**Exercise aim**
In the stretch of the cat tree discussion from "## Kelae (Sep" through "in the sun.", replace "window" with "sliding glass door" and write the passage out again.

**Extract to read**
•••

I used microfiber for the fabric. It wasn't cheap, but I liked the way it looked and I've heard that microfiber is pet friendly. The reason I went with fabric was mostly that I had trouble finding some cheap carpet. I think it probably depends on what kind of look you want too - we're planning on buying a microfiber sofa in the near future so the microfiber tree made sense. One of the drawbacks of the design we choose is that I think it looks kinda flimsy. If I were to build it again, I'd probably use 4'' x 4'' lumber to do the post so that the tree would look sturdier. I think maybe using carpet to do the upholstery would have helped with this too.


----------



## Heidi n Q (Nov 22, 2006)

coaster said:


> Say, Heidi -- are those real branches on your cat tree?


Yes. The cat tree has four different types of tree limbs (bark) to appeal to the discriminating scratcher.


----------



## Kelae (Sep 4, 2004)

I just wanted to say that the money I've spent on cat furniture is far and away the best money I've spent on the cats. They use their cat trees for playing, scratching, sleeping and surveying their domain. I would imagine your cat will enjoy what ever you end up getting. As several others have mentioned, you should try and place it near a window... good for keeping tabs on the neighborhood and for basking in the sun.


----------



## coaster (Dec 1, 2004)

Kelae said:


> I just wanted to say that the money I've spent on cat furniture is far and away the best money I've spent on the cats. .


I just wish new cat owners realized that. A couple weeks ago at a local pet store I spent 15 minutes trying to talk someone out of buying a cheap scratching post.


----------

•••

**Recorded data**
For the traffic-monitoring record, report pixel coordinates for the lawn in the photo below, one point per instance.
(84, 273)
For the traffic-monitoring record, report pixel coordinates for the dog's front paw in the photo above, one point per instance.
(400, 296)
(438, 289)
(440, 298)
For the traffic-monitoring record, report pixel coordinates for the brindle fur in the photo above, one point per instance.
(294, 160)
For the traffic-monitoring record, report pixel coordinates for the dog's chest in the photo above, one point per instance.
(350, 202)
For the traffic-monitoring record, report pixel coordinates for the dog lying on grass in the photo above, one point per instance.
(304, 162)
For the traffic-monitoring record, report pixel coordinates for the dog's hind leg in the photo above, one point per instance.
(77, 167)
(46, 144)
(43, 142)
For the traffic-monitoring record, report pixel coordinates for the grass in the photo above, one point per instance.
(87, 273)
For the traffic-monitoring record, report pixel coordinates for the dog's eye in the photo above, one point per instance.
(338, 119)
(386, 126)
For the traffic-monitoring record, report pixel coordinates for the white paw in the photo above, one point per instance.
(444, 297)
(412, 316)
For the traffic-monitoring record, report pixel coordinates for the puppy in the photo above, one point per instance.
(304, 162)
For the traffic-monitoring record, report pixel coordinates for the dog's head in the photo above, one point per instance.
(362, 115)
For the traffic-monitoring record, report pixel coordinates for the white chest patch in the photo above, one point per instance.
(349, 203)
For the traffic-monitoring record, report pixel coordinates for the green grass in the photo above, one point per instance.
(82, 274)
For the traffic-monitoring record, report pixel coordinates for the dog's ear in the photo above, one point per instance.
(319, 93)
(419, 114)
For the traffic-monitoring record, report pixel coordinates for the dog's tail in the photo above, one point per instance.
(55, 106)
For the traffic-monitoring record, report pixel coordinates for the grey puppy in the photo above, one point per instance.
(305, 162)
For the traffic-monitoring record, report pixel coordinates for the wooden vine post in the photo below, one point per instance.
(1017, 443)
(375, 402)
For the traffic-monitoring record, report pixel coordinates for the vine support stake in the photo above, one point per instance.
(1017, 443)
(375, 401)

•••

**Answer to the exercise**
## Kelae (Sep 4, 2004)

I just wanted to say that the money I've spent on cat furniture is far and away the best money I've spent on the cats. They use their cat trees for playing, scratching, sleeping and surveying their domain. I would imagine your cat will enjoy what ever you end up getting. As several others have mentioned, you should try and place it near a sliding glass door... good for keeping tabs on the neighborhood and for basking in the sun.